=== EXERCISE REQUIREMENTS ===
A - Could you output the passage on alliances and acquisitions word for word, everything from "We may in the" down to "such third parties."?
B - In the passage on alliances and acquisitions, which outcomes are listed after the words "investments and acquisitions could result in"? Name each one.

=== SUPPLIED PASSAGE ===
[Start]

We may in the future enter into strategic alliances with various third parties to further our business purposes from time to time. Strategic alliances with third parties could subject us to a number of risks, including risks associated with sharing proprietary information, non-performance by the counterparty, and an increase in expenses incurred in establishing new strategic alliances, any of which may materially and adversely affect our business. We may have little ability to control or monitor their actions. To the extent the third parties suffer negative publicity or harm to their reputations from events relating to their business, we may also suffer negative publicity or harm to our reputation by virtue of our association with such third parties.
In addition, if we are presented with appropriate opportunities, we may invest in or acquire additional assets, technologies or businesses that are complementary to our existing business. Future investments or acquisitions and the subsequent integration of new assets and businesses into our own would require significant attention from our management and could result in a diversion of resources from our existing business, which in turn could have an adverse effect on our business operations. The costs of identifying and consummating investments and acquisitions may be significant. We may also incur significant expenses in obtaining necessary approvals from the government authorities in China and elsewhere in the world. Acquired assets or businesses may not generate the financial results we expect. In addition, investments and acquisitions could result in the use of substantial amounts of cash, potentially dilutive issuances of equity securities, the occurrence of significant goodwill impairment charges, amortization expenses for other intangible assets and exposure to potential unknown liabilities of the acquired business. The cost and duration of integrating newly acquired businesses could also materially exceed our expectations. Any such negative developments could have a material adverse effect on our business, financial condition and results of operations.
We may need additional capital, and financing may not be available on terms acceptable to us, or at all.

[End]

Dataset records:
[Start]

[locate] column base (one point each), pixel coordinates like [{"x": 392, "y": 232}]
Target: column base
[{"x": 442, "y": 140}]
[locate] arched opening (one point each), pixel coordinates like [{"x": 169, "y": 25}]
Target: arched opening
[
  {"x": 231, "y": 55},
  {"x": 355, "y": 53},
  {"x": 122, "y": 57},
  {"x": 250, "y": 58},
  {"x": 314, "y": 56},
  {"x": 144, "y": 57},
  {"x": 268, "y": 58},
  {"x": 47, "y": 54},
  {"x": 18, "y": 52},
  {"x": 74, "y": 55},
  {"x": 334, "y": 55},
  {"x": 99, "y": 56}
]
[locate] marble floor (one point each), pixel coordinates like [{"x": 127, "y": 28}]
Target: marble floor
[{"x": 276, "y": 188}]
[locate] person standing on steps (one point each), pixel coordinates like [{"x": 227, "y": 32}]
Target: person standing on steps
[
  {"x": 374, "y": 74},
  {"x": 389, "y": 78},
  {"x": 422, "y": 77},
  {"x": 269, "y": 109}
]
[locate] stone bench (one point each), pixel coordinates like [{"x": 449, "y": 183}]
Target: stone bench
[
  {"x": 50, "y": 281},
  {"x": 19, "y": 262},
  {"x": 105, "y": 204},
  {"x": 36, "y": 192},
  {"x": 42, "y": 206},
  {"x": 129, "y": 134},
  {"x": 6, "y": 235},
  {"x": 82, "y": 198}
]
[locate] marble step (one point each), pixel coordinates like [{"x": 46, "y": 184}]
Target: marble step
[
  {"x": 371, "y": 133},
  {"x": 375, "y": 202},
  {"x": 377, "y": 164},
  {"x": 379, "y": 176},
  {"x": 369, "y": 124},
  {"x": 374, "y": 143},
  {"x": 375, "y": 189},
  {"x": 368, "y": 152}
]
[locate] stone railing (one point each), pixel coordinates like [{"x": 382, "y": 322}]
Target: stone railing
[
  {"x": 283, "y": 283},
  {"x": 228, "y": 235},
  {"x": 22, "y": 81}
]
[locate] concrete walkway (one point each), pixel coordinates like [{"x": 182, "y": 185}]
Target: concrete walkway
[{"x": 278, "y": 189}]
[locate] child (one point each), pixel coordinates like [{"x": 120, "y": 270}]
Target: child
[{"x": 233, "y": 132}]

[End]

=== ANSWERS TO EACH TASK ===
A -
We may in the future enter into strategic alliances with various third parties to further our business purposes from time to time. Strategic alliances with third parties could subject us to a number of risks, including risks associated with sharing proprietary information, non-performance by the counterparty, and an increase in expenses incurred in establishing new strategic alliances, any of which may materially and adversely affect our business. We may have little ability to control or monitor their actions. To the extent the third parties suffer negative publicity or harm to their reputations from events relating to their business, we may also suffer negative publicity or harm to our reputation by virtue of our association with such third parties.

B -
- The use of substantial amounts of cash
- Potentially dilutive issuances of equity securities
- The occurrence of significant goodwill impairment charges
- Amortization expenses for other intangible assets
- Exposure to potential unknown liabilities of the acquired business